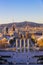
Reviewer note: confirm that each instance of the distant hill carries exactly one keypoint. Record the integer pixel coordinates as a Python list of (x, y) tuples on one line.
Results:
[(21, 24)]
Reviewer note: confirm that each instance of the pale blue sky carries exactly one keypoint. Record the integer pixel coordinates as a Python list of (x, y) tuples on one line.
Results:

==

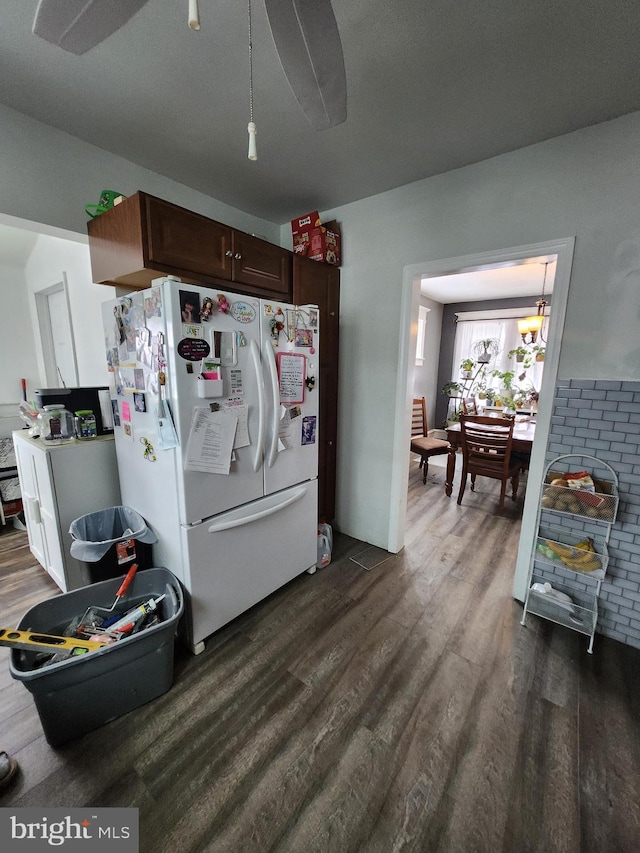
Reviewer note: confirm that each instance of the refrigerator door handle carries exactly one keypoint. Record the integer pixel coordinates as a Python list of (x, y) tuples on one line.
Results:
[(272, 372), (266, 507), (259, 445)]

DESCRIPTION OF THE TASK :: Lines of the listing above that contain the word "Python" must all be copied.

EXERCISE RESULT ::
Reviewer note: confirm that each instance of the distant hill carries exactly one keypoint. Record the integer pixel coordinates as a Python list of (x, y) tuples on one line.
Reviewer note: confirm that each instance of the pale blue sky carries exactly one keypoint. Record the integer pixel coordinates as a Python list of (x, y) tuples on one line.
Reviewer note: confirm that each instance of the refrigerator door handle carries exactly one keypoint. Record the integer pixel coordinates as a Python list of (x, y) tuples on one line.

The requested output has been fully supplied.